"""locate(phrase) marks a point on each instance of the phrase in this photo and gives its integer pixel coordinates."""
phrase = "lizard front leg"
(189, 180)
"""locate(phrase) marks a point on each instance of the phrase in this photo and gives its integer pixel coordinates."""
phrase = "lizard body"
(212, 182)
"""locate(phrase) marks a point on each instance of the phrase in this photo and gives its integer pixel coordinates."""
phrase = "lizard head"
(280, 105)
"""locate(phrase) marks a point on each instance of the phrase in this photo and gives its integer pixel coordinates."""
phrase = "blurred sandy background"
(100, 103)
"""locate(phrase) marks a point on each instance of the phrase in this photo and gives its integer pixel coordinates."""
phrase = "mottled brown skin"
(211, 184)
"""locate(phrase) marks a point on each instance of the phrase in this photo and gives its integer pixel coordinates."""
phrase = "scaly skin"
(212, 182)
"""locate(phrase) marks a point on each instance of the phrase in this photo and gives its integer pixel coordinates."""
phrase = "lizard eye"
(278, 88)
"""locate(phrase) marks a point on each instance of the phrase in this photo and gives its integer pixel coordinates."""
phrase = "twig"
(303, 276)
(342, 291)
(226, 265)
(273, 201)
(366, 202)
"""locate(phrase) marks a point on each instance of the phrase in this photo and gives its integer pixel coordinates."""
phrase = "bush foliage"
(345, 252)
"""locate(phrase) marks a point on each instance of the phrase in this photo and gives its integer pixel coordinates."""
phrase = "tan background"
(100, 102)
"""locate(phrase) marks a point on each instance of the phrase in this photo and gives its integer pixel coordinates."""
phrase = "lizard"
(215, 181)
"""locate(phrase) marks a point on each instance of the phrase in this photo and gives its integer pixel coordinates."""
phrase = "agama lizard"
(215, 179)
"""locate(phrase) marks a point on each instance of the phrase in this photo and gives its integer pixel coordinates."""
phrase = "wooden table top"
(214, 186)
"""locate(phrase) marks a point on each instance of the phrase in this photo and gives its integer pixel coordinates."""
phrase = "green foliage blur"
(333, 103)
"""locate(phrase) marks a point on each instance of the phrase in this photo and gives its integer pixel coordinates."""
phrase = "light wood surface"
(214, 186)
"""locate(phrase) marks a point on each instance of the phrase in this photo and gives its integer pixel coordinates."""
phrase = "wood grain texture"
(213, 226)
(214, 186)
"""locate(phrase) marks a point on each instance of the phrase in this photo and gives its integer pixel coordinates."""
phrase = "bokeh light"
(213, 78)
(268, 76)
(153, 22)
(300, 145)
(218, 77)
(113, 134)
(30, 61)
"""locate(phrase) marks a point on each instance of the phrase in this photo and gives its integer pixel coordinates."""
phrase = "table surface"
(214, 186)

▸ **Work item**
All records above must be returned exactly as they appear.

▸ **Solution below**
"""locate(phrase) marks a point on each instance of the phrase in this photo and gives its integer pixel coordinates."""
phrase = "lizard front leg"
(189, 180)
"""locate(phrase) marks a point on each instance of the phrase in this photo and gives its integer pixel coordinates."""
phrase = "lizard body"
(212, 182)
"""locate(phrase) marks a point on each instance of the phrase in this photo and gives its integer pixel coordinates."""
phrase = "lizard head"
(280, 105)
"""locate(phrase) marks a point on each instance of the phrase in this photo and gives its integer pixel coordinates."""
phrase = "blurred sandy background"
(100, 103)
"""locate(phrase) marks a point on each instance of the phrase in this photo and gives its integer pixel coordinates."""
phrase = "mottled brown skin"
(211, 184)
"""locate(phrase) marks a point on each instance of the phrase in this photo and gives its integer pixel coordinates."""
phrase = "scaly skin"
(212, 182)
"""locate(phrase) marks a point on each instance of the phrase in this photo and gives its integer pixel coordinates."""
phrase = "lizard eye"
(278, 88)
"""locate(phrase) marks a point on each instance of the phrase in this photo and gives its integer pixel coordinates."""
phrase = "twig"
(303, 276)
(342, 291)
(226, 265)
(273, 201)
(366, 202)
"""locate(phrase) marks a point on each instance of the phrase in this photo and gives its integer pixel coordinates."""
phrase = "bush foliage"
(345, 252)
"""locate(phrase) marks a point on each instance of the phrase in this photo and gives its integer pixel coordinates."""
phrase = "tan background"
(100, 102)
"""locate(phrase) marks a point on each instance of the phrase in this photo and gives its integer pixel coordinates."""
phrase = "lizard"
(215, 181)
"""locate(phrase) marks a point on each instance of the phrase in this photo and gives its integer pixel coordinates."""
phrase = "agama lizard"
(215, 179)
"""locate(phrase) marks a point on each instance of the phrase in this photo and gives its integer pixel coordinates."""
phrase = "wooden table top"
(214, 186)
"""locate(phrase) marks a point on each instance of the phrase in this photo and gives its integer pixel coordinates."""
phrase = "green foliage blur"
(333, 103)
"""locate(phrase) marks a point on each instance of the phrase in this photo and gives its integer pixel coordinates."""
phrase = "light wood surface"
(214, 186)
"""locate(phrase) marks a point on each instance of the phrase in this photo and gives its integer pixel coordinates."""
phrase = "wood grain texture"
(213, 226)
(214, 186)
"""locate(phrase) marks a point on each instance of the phrase in this photo and gives its integer pixel coordinates."""
phrase = "bokeh light"
(213, 78)
(268, 76)
(153, 22)
(300, 145)
(218, 77)
(113, 134)
(30, 61)
"""locate(phrase) marks a point on each instance of the phrase in this photo and gives its integer pixel coordinates."""
phrase = "table surface"
(214, 186)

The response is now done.